Start of Supplied material

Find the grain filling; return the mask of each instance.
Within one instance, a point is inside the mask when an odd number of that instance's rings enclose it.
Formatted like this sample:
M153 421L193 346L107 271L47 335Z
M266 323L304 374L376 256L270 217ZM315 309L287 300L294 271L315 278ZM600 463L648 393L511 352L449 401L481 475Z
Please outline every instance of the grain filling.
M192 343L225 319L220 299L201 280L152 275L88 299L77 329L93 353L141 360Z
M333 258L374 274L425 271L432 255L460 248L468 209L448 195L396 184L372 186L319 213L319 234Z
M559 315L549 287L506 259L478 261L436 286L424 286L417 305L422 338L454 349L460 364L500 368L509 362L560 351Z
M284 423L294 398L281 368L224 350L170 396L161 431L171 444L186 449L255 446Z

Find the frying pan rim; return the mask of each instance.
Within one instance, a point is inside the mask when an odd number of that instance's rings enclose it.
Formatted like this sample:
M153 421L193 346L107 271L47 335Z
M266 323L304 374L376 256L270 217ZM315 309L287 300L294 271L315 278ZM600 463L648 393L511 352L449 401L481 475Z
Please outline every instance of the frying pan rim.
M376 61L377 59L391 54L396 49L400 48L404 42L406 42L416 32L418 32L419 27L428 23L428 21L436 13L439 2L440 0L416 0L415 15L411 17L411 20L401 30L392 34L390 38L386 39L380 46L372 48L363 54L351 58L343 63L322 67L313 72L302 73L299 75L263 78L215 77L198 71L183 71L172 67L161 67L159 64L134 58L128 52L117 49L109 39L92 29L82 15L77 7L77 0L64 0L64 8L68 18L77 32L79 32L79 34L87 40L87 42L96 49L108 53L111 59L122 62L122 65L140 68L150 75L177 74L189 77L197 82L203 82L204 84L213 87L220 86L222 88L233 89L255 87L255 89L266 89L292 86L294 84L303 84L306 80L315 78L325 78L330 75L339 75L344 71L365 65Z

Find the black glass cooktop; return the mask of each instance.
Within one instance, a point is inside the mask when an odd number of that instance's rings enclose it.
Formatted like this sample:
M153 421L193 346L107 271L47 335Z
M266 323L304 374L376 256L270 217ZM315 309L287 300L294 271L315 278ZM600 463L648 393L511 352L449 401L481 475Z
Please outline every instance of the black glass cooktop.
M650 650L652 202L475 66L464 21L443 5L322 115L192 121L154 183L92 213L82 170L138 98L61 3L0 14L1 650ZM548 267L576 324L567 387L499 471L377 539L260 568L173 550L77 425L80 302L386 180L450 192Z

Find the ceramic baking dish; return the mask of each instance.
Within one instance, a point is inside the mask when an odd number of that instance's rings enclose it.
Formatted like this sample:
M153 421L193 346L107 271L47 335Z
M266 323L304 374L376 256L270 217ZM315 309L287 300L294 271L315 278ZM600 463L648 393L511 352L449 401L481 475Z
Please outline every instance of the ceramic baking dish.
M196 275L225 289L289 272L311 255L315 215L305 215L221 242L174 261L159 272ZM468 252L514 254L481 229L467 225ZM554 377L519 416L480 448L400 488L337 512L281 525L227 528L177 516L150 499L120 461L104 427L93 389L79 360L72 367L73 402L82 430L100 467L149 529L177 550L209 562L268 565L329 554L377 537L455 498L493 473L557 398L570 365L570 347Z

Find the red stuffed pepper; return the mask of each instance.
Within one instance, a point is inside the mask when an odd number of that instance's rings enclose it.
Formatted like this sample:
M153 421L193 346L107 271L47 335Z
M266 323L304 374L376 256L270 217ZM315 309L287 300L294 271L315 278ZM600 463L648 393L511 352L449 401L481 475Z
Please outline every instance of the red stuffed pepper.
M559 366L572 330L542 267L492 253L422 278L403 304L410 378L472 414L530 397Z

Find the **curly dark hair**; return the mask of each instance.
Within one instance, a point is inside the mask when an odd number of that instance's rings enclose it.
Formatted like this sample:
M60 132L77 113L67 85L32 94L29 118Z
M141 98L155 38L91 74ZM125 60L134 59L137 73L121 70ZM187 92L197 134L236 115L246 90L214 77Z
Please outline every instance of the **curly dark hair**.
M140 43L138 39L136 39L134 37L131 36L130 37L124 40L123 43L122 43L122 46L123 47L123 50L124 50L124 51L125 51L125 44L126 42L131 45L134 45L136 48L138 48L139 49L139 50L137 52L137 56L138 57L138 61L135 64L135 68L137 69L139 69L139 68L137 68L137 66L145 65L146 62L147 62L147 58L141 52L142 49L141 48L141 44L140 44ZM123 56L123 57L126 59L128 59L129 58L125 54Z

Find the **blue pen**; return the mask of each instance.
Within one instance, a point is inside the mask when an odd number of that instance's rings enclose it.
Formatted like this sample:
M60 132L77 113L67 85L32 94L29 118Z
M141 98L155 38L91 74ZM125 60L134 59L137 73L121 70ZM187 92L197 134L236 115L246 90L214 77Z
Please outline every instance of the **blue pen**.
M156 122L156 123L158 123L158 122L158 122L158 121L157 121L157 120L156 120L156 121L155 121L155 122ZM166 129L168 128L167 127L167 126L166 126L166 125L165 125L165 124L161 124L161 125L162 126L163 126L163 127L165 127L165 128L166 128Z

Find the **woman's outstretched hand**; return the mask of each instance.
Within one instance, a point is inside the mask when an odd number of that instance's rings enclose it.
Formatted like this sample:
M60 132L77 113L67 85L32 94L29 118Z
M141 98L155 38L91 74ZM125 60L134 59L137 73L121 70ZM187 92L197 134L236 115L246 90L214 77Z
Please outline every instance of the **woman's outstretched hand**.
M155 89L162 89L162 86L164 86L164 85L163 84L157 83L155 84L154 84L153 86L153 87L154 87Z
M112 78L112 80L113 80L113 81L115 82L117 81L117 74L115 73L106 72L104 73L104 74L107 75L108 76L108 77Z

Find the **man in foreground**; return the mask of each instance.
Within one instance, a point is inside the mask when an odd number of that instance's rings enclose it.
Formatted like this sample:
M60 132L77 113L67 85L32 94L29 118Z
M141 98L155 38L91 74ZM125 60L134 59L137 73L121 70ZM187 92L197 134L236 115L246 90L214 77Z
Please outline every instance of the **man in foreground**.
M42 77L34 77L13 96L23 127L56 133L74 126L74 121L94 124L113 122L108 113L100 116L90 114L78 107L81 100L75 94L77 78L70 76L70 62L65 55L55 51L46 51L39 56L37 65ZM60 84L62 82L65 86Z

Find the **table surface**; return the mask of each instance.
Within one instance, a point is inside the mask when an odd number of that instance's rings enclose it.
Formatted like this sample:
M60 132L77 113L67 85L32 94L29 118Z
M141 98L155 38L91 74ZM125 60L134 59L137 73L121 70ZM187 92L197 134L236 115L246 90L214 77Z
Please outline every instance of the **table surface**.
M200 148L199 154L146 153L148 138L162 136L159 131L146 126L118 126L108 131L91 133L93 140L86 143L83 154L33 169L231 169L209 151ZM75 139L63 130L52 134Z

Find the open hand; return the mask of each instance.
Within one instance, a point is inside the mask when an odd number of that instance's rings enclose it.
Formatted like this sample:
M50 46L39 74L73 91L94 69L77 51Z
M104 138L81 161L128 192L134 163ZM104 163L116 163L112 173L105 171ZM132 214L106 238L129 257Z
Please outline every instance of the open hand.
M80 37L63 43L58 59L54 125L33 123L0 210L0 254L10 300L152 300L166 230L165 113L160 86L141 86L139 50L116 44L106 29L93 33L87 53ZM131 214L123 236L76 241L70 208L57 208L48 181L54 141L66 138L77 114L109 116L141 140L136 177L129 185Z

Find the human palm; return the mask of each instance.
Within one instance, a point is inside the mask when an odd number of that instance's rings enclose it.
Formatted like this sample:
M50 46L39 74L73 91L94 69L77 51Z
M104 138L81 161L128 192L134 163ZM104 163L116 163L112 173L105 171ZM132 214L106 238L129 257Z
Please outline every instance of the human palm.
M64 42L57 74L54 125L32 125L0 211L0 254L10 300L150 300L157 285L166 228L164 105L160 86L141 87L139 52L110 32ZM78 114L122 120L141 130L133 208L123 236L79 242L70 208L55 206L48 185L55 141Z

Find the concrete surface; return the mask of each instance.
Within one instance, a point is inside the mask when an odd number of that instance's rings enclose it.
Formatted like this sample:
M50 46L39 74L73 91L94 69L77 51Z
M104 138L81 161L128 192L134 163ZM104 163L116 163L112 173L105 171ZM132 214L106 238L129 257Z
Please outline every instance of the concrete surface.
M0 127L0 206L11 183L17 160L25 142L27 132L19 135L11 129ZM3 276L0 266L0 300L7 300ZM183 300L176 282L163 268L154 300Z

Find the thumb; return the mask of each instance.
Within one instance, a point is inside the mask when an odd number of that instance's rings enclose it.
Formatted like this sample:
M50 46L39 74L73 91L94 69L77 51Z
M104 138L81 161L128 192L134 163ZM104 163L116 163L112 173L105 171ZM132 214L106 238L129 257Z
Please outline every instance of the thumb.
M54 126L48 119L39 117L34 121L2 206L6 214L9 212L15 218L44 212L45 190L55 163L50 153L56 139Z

End of Supplied material

[Task goal]
Reproduce the records word for word, from their first line through the line containing "M284 423L294 398L281", including both of those lines.

[Answer in full]
Find the grain filling; return the mask of each instance.
Within one instance, a point is inside the mask when an odd number of that instance's rings enclose it.
Formatted like this sample:
M153 421L193 346L107 271L47 335Z
M266 323L304 374L376 256L270 217ZM315 309L287 300L294 271L315 278ZM600 463L648 393L511 352L449 401L481 475Z
Please outline every instance of the grain filling.
M192 343L225 319L220 299L201 280L152 275L88 299L77 329L93 353L141 360Z
M333 258L374 274L425 271L432 255L460 248L468 209L448 195L396 184L372 186L319 213L319 234Z
M559 315L549 287L506 259L478 261L436 286L424 286L417 305L422 338L454 349L460 364L500 368L509 362L560 351Z
M284 423L294 398L281 368L224 350L170 396L161 431L171 444L186 449L255 446Z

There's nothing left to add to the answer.